# Photos don't go to my Lr Mobile collection



## mikecox (Dec 7, 2016)

I've created a "Lr Mobile" collection.  When I click the double arrow icon to the left of the name "Lr Mobile" a pop up that says; "Stop syncing these photo?"  

When I click the ID place "Sync with Lr Mobile" the pop up displays "Syncing nn photos" but when the process stops there were no images in my "Lr Mobile" collection.  But when I checked my "no keyword" collection I found the images there, with that "sync'd with Lr mobile" double arrow icon in the upper rt corner.

What am I doing wrong?


----------



## Johan Elzenga (Dec 7, 2016)

I'm not sure what you're trying to do, but I get the impression that you created a collection you called 'Lr Mobile' in Lightroom desktop and checked the 'sync with Lightroom Mobile'. That will sync any photos that are in that collection _*from* the desktop *to* Lightroom Mobile_. If you already have images in Lightroom Mobile, those images will sync to a special collection in Lightroom Desktop that is created automatically and is called '_From Lr Mobile_' (unless you added those photos to one of the existing synched collections), so maybe you're looking in the wrong collection? See also:
How to get started with Lightroom on mobile
Sync photos between Lightroom on your computer and mobile devices | Adobe Photoshop Lightroom CC tutorials
How to sync Lightroom desktop and the Lightroom mobile app


----------



## mikecox (Dec 8, 2016)

Thanks for this, I get it!  The second tutorial made if very clear!


----------

Recorded data
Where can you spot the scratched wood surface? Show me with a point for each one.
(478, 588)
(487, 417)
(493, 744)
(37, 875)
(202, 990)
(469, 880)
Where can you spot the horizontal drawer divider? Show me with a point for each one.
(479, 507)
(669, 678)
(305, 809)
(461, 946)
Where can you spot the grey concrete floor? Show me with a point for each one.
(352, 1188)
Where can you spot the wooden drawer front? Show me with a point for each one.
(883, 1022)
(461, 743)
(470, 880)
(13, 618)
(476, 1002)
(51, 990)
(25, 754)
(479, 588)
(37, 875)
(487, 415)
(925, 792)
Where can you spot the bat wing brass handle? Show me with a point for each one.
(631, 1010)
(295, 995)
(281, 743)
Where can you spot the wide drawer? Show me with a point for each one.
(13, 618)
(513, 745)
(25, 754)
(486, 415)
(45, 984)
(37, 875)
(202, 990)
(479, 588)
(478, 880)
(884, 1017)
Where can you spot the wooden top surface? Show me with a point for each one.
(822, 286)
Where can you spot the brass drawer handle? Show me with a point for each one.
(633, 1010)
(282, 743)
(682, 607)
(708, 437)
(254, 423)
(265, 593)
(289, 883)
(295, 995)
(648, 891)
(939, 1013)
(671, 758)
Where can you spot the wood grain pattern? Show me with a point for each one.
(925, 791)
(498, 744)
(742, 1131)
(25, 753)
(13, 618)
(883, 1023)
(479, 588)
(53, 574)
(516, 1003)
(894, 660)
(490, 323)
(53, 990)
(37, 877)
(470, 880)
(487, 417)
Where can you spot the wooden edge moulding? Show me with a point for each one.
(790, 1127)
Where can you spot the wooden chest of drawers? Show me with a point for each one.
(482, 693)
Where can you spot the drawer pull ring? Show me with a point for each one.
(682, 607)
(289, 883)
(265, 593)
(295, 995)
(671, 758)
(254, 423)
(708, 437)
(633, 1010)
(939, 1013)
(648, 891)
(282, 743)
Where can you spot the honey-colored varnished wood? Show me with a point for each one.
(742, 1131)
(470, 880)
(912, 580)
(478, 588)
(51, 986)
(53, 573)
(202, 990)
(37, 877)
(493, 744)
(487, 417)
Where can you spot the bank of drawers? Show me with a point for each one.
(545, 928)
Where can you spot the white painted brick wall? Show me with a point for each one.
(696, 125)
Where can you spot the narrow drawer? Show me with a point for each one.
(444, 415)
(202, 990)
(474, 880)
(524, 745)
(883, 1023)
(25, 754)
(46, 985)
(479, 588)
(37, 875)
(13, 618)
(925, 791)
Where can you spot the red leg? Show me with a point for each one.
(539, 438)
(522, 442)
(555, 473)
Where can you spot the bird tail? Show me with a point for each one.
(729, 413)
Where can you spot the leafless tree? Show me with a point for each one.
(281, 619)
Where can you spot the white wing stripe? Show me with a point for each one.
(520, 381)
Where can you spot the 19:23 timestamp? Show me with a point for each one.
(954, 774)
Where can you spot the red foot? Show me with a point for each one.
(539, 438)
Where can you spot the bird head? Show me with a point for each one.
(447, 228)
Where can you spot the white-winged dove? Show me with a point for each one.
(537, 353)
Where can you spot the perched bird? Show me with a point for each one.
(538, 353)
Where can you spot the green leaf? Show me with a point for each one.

■ Problem statement
Copy out the passage from the Lightroom sync thread word for word, starting at "When I click the ID" and ending at "Elzenga (Dec 7, 2016)". None of the recorded data is needed.

■ Response below
When I click the ID place "Sync with Lr Mobile" the pop up displays "Syncing nn photos" but when the process stops there were no images in my "Lr Mobile" collection.  But when I checked my "no keyword" collection I found the images there, with that "sync'd with Lr mobile" double arrow icon in the upper rt corner.

What am I doing wrong?


----------



## Johan Elzenga (Dec 7, 2016)